++++ EXCERPT ++++

Ask HN: Feedback on Business Idea -- Upscale Indian food Ramen style
The details:
- You will get a small pouch of good quality Indian food with lots of vegetables.
- The food will be vacuum dried like Ramen noodles. Just add water, microwave for 2 minutes and eat. Bowl & spoon not included.
- The food will be tasty, nutritionally balanced (unlike Ramens that are very low in nutrition and very high in salt), and filling.
- Low salt, zero cholesterol, low fat, high fiber, full of vitamins, lots of vegetable protein.
- Only whole grains and organic ingredients. No meat, eggs or fish – so more eco-friendly. Could contain nuts and milk products. Absolutely no preservatives.
- Sample menu for a week (5 lunches):
o Three-grain soup with dark greens – spinach, kale and mustard
o Couscous with spicy peas, carrots and potatoes.
o Cumin rice with chick peas, green beans and red onion.
o Semolina soup with spicy lentils.
o Aromatic fenugreek leaves on a bed of cracked whole wheat.
I know that you can not give me feedback on the taste of the food without tasting it. But you can give me feedback on the business idea. What would you pay to have this kind of food delivered via USPS at work or at home 1-2-3-4-5 times a week. One dollar per meal? Two dollars? Three dollars? Four dollars? Five dollars?
I am thinking of charging $25 for 5 lunches, delivered every Monday morning via USPS Priority Mail anywhere in the USA.
1 comment
[ 3.2 ms ] story [ 15.6 ms ] threadWould I want freeze-dried, high-quality instances of specific foods delivered to the office?
Well... You have something going with the delivery option, as I don't always think to go to the grocery store and stock up on pre-prepared lunch items, and sometimes find myself at the office torn between "go out to lunch" or "work through lunch." (Ordering pizza or something and having it delivered to the office is not really part of my normal workflow for lunch).
I think to really make this work though, you'll have to deliver a food experience that's better than the frozen entrees you can get at the grocers, or are more appealing in some fashion. Maybe you could do it just on variety, but "better tasting" and/or "more nutritional" would be good.
Are you planning a subscription model, with continuous delivery until the sub is canceled, or discrete "$25 for 5" orders placed manually? Will the customer get to pick which dishes they get, or will it be decided by you? I can tell you that I'd be more likely to do this if I were picking the dishes, to avoid the possibility of getting something that I happen to dislike.
In my specific case, you'd probably only land me as a customer if you had meat containing dishes (not sure that is even practical in the model you're talking about, so maybe that's a non-starter) and maybe some Thai or Chinese dishes. But that's just happenstance. If there is a large enough market of people who want veggie Indian dishes, this seems like something that could work.

++++ INFORMATION ++++

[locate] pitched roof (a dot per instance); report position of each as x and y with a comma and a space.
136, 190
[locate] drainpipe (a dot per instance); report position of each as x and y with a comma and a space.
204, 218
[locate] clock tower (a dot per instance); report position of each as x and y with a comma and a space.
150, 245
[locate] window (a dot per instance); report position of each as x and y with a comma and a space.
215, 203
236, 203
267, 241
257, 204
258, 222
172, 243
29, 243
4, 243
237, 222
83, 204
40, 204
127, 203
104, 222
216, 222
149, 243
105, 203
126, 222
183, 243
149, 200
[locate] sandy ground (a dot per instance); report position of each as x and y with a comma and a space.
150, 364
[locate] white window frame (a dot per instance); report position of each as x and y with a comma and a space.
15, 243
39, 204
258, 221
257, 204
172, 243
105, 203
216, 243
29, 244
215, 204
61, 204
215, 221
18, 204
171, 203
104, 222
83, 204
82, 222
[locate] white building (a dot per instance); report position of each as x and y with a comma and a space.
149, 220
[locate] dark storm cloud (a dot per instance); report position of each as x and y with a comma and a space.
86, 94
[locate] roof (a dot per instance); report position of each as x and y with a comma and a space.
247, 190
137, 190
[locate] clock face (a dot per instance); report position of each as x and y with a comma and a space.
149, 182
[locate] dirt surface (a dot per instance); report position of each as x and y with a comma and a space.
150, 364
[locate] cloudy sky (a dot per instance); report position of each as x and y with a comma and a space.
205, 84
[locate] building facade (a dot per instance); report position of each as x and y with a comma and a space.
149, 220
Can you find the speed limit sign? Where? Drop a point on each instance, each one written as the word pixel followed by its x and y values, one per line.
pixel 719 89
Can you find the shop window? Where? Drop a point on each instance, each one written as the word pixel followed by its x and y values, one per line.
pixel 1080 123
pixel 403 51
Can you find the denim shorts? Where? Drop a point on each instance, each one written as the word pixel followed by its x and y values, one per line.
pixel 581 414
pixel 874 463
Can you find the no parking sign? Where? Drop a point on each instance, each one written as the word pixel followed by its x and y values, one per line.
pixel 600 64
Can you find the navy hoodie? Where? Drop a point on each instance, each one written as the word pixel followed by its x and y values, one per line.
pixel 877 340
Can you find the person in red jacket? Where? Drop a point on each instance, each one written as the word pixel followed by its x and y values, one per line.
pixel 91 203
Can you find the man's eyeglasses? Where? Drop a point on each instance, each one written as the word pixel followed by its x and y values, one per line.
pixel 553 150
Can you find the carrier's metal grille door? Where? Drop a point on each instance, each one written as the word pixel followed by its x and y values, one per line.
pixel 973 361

++++

• **EXERCISE AIM**:
In the Ask HN post about the Indian food business idea, how much does the poster plan to charge for five lunches, and how would they be delivered?

• **SOLUTION TO THE PROBLEM**:
$25 for 5 lunches, delivered every Monday morning via USPS Priority Mail anywhere in the USA.